*** Opening DATA FOR REVIEW ***
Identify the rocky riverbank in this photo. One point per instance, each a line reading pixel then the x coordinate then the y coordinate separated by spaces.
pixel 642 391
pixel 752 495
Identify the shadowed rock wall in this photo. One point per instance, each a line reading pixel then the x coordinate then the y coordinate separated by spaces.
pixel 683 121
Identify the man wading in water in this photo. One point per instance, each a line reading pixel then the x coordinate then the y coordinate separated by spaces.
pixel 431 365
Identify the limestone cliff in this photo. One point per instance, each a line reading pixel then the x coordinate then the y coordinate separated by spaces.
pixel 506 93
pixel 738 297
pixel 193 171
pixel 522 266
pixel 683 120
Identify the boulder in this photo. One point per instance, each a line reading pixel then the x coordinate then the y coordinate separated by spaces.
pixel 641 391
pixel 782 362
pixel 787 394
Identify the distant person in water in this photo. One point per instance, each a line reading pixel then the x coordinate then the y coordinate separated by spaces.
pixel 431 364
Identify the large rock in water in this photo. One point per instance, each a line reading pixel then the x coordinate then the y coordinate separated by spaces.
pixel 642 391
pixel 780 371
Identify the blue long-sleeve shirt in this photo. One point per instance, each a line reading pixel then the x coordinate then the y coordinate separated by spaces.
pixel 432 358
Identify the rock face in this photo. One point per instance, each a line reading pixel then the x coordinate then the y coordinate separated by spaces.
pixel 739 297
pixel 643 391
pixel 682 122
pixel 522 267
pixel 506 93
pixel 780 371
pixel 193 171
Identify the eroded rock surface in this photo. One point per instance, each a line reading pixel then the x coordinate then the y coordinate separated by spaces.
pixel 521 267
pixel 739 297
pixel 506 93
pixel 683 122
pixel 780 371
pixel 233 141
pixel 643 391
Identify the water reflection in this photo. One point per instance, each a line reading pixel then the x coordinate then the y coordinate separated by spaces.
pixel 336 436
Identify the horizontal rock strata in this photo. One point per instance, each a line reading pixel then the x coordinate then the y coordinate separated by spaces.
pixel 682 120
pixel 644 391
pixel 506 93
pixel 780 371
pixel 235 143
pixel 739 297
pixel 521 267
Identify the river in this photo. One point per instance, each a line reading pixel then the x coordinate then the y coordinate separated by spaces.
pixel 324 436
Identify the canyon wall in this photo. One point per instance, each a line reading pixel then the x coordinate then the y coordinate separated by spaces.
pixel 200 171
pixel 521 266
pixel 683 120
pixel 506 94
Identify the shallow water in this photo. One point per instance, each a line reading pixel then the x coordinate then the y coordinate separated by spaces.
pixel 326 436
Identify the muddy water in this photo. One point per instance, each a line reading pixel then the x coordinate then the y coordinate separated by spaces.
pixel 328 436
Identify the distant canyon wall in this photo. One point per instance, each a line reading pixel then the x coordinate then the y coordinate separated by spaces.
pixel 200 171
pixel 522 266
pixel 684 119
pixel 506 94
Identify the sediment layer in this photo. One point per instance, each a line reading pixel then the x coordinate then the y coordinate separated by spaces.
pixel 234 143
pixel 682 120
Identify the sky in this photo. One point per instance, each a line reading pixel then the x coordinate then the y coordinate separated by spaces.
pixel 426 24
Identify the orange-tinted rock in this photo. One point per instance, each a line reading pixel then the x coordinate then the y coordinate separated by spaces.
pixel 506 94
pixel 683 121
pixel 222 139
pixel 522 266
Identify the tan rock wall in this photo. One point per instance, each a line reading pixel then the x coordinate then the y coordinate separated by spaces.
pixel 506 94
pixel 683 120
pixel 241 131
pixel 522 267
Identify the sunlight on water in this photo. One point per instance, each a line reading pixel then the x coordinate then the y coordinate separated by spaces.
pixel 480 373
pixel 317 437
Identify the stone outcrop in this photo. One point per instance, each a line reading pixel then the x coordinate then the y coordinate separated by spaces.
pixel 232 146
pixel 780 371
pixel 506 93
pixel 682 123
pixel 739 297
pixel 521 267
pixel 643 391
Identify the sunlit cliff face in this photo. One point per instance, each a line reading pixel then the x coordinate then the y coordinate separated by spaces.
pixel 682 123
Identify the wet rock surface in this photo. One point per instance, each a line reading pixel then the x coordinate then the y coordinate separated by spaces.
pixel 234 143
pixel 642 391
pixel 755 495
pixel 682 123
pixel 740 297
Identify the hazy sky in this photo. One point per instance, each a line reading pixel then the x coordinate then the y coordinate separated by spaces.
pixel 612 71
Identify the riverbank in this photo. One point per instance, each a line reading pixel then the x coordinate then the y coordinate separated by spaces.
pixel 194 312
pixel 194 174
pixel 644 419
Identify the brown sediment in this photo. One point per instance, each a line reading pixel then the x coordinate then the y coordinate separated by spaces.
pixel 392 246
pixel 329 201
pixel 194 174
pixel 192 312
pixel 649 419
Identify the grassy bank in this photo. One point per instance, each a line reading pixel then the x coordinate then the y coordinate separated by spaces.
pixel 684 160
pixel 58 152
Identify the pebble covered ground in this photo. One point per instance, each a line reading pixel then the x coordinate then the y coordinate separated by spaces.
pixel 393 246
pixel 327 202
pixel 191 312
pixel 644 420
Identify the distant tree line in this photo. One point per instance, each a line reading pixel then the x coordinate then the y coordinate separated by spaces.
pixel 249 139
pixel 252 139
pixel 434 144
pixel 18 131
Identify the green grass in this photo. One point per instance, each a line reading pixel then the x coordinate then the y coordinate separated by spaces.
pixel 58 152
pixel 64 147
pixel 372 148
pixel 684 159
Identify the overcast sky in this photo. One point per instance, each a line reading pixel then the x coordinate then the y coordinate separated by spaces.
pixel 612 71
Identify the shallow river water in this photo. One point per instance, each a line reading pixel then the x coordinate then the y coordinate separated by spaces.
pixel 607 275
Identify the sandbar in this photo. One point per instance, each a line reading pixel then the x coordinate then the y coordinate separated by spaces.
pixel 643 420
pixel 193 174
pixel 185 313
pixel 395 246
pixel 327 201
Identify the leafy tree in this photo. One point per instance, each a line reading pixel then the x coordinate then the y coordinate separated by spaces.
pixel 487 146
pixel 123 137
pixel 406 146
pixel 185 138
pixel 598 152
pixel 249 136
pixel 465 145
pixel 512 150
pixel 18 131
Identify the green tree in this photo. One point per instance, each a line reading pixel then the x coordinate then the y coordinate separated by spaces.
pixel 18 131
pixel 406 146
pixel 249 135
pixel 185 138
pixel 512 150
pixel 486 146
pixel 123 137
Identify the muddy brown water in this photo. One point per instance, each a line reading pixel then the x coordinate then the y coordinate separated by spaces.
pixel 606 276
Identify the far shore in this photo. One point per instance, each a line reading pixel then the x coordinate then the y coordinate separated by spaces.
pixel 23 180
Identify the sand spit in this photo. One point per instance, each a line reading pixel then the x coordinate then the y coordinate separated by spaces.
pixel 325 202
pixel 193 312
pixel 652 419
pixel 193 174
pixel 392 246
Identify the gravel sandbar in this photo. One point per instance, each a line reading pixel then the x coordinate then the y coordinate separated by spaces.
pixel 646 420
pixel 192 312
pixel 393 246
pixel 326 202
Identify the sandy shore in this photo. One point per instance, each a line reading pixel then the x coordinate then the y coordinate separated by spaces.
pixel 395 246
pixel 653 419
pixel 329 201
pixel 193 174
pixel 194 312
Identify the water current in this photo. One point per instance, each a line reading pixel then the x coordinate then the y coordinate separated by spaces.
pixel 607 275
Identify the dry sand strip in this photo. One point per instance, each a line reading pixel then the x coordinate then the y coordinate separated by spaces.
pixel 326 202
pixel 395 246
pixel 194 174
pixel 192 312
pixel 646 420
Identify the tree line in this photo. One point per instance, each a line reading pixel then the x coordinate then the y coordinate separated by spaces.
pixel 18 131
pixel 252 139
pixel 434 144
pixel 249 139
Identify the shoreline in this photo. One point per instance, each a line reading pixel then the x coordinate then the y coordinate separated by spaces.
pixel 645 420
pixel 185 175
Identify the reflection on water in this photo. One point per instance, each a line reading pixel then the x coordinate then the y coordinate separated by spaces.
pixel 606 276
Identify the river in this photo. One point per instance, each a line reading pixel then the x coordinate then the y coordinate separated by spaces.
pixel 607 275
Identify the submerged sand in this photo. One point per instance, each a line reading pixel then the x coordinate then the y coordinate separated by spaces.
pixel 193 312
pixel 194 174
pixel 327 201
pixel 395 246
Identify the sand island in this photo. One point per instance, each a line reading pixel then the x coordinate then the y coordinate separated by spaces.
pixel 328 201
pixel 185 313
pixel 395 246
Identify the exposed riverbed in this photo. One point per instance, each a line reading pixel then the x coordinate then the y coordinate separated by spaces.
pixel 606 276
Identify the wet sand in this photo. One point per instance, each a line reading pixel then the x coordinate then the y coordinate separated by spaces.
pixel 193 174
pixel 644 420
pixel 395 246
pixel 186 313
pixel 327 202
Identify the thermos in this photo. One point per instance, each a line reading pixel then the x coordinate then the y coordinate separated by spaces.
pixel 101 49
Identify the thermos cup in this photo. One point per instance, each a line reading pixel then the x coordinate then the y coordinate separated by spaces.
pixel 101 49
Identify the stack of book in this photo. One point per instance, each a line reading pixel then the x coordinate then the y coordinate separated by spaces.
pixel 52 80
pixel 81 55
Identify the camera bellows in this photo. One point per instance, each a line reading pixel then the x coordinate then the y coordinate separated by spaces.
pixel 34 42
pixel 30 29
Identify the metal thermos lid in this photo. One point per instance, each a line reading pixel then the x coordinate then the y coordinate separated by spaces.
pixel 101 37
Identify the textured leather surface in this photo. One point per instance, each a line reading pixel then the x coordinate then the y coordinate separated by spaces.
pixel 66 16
*** Closing DATA FOR REVIEW ***
PROBLEM REQUIREMENTS: Would you give again, word for word, every line from the one with "Identify the stack" through the final line of the listing above?

RESULT:
Identify the stack of book in this photo. One point per instance, each a line reading pixel then the x coordinate then the y coordinate separated by spaces.
pixel 52 80
pixel 81 55
Identify the camera bellows in this photo. One point per instance, each a line reading pixel then the x coordinate then the y coordinate separated by spaces.
pixel 34 42
pixel 30 29
Identify the metal thermos lid in this photo. One point per instance, each a line reading pixel then the x coordinate then the y coordinate separated by spaces.
pixel 101 37
Identify the textured leather surface in this photo. One point per instance, each a line reading pixel then the x coordinate then the y coordinate separated by spaces.
pixel 66 16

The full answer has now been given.